Exercise brief. Scan the data for "sauce" and copy each matching line.
"""
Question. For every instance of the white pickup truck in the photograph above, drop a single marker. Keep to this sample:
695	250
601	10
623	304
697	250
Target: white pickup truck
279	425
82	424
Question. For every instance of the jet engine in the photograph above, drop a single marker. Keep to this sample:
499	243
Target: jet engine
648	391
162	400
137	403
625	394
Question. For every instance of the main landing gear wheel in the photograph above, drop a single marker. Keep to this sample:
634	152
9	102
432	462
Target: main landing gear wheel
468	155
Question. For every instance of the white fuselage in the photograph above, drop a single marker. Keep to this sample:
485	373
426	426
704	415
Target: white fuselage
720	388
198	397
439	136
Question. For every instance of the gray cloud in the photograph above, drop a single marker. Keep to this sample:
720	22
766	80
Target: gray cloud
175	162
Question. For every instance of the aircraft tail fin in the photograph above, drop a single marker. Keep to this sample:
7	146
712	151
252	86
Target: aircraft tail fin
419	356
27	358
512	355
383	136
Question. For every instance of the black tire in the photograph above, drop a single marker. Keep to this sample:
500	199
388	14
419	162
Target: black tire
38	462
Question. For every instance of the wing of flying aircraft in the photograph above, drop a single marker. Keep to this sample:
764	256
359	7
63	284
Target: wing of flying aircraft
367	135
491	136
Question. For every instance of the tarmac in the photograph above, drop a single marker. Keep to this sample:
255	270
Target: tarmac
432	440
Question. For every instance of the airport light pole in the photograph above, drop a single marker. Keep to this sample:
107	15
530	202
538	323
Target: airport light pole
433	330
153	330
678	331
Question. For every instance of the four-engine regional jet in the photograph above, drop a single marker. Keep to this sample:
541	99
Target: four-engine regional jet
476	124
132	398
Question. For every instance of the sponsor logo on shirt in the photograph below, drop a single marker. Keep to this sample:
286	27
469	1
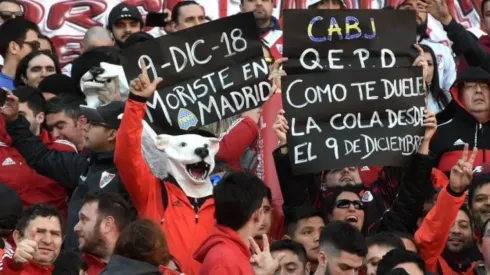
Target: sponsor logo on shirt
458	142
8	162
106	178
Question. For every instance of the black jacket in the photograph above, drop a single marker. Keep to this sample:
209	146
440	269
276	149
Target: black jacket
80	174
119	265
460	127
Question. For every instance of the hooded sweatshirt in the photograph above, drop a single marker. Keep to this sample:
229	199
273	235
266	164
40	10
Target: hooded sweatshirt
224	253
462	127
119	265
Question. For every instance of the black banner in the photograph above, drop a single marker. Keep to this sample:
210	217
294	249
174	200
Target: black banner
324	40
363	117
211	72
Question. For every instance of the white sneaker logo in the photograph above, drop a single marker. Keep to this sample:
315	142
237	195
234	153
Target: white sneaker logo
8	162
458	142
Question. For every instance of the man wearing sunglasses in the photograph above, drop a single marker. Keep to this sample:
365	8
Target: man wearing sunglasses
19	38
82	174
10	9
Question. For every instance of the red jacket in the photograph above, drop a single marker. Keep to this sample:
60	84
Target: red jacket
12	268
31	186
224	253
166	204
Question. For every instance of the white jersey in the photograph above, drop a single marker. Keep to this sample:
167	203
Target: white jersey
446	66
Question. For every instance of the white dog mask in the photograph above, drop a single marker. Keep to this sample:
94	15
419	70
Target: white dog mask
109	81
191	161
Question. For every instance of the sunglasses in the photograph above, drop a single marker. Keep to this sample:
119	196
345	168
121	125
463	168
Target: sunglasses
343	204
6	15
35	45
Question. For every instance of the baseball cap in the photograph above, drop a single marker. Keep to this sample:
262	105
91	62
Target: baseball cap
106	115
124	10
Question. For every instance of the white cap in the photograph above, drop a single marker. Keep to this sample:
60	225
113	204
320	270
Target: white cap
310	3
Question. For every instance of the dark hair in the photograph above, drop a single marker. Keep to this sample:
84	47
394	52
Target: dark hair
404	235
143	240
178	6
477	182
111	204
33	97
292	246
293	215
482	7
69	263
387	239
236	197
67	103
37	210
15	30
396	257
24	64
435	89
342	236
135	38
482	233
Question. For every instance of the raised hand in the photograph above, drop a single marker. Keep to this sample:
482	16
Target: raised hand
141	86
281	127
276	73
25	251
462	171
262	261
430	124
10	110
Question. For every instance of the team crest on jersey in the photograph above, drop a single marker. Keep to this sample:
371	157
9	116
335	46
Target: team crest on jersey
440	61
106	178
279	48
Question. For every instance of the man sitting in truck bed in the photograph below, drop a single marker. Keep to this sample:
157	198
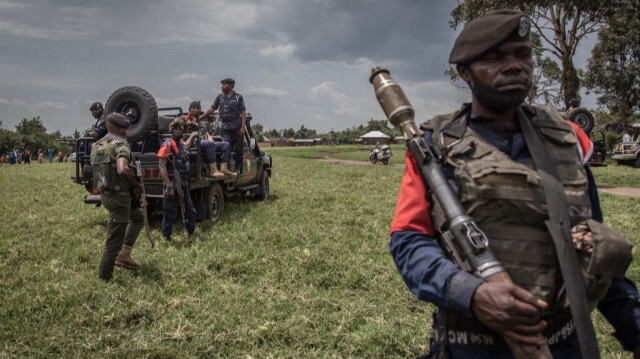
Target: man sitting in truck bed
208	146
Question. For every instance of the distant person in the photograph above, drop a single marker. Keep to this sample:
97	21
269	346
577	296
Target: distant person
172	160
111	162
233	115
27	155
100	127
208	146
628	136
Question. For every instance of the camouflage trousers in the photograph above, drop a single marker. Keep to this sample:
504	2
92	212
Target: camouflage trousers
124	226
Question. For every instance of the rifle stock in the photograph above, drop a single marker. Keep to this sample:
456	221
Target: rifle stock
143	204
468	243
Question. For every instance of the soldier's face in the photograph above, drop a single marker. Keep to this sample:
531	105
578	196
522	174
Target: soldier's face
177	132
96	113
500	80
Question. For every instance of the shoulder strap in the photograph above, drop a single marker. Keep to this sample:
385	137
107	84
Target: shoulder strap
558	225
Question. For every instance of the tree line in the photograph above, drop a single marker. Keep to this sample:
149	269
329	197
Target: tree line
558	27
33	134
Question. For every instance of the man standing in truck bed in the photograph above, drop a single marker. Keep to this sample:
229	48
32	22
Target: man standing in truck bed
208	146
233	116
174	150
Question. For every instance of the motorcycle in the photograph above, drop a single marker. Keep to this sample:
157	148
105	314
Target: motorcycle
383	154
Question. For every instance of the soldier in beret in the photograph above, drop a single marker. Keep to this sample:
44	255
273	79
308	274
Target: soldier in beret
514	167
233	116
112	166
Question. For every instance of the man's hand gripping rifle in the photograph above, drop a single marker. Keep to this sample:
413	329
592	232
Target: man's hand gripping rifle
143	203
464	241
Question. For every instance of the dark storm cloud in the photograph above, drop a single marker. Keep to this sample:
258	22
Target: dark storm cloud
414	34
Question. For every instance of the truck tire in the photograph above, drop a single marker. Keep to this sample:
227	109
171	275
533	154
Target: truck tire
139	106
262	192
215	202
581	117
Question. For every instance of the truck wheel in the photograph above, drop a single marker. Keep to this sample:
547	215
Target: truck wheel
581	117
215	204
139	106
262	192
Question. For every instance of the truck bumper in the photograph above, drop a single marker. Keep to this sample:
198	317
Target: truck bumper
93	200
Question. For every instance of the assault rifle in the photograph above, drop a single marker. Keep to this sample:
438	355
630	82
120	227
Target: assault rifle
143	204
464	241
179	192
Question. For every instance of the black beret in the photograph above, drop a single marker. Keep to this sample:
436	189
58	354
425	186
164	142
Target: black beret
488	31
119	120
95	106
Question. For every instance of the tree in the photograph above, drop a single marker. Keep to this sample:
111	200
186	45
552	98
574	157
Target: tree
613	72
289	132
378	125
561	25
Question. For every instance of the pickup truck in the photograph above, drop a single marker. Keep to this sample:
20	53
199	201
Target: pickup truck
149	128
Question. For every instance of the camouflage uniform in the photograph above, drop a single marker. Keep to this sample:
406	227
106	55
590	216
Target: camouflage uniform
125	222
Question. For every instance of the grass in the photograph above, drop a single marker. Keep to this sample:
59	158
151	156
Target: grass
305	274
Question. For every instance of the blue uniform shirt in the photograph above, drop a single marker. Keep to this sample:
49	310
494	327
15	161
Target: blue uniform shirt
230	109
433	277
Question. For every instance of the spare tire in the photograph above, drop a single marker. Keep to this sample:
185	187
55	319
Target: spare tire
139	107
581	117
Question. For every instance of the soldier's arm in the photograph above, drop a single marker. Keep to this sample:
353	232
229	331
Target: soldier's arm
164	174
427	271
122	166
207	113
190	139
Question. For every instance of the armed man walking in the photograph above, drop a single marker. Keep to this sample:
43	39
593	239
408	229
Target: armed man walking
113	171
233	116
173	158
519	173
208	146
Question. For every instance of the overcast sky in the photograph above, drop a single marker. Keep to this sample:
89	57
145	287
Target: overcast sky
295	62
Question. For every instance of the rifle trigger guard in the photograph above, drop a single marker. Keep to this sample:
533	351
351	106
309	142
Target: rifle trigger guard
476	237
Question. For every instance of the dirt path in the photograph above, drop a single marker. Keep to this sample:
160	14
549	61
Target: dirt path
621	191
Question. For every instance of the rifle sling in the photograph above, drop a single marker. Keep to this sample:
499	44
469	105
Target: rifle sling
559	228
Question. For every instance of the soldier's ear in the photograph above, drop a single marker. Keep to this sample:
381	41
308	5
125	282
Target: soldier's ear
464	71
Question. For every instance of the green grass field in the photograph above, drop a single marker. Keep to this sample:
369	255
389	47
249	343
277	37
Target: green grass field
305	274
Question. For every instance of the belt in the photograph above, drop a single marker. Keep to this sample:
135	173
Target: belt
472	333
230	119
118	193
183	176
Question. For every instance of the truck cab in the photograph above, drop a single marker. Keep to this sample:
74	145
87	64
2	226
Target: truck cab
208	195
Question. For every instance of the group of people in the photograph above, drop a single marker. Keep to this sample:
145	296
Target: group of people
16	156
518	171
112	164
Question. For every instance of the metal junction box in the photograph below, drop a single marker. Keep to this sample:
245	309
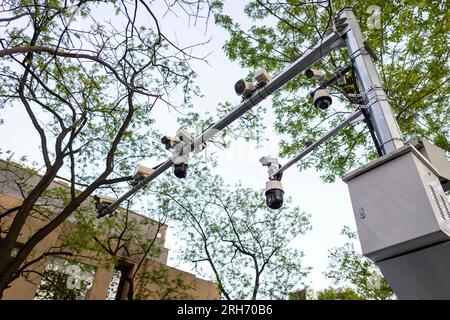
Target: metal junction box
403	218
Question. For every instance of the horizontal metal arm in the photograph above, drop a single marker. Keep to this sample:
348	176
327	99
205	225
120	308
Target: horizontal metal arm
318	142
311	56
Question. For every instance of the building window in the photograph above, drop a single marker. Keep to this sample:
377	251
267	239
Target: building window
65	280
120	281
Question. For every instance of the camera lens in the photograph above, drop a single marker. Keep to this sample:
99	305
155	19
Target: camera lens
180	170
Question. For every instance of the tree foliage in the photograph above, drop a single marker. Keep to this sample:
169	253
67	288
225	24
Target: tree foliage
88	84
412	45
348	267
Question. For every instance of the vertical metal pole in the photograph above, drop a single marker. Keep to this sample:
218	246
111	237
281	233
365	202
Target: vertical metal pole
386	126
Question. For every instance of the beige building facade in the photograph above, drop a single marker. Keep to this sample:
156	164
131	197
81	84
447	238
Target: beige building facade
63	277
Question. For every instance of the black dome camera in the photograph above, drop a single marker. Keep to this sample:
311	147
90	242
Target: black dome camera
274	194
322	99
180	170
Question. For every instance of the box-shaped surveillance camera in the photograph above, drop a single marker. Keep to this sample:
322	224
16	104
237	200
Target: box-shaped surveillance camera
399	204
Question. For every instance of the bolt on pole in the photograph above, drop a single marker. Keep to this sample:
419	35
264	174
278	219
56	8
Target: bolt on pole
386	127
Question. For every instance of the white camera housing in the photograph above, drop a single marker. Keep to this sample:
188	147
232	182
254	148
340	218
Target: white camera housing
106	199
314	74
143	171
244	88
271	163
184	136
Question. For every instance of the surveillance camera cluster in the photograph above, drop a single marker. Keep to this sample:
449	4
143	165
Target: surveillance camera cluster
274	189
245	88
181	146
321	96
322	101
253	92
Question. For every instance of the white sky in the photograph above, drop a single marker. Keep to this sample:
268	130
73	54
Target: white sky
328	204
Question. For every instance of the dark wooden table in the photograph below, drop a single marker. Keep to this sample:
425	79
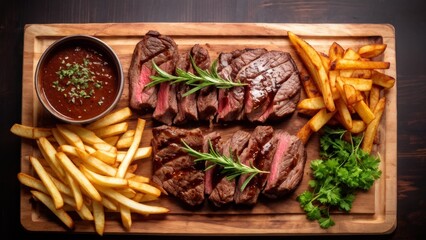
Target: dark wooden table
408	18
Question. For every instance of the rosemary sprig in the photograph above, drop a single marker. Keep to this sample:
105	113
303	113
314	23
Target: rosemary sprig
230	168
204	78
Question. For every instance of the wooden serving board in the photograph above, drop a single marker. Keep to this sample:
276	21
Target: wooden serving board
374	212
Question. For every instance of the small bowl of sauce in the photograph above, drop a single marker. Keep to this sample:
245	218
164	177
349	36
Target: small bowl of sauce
"""
Solution for this problem.
Question. For every instance of the small bowl of sauce in the photograph above, drop a single marker. Keep to this sample:
Target: small bowl of sauce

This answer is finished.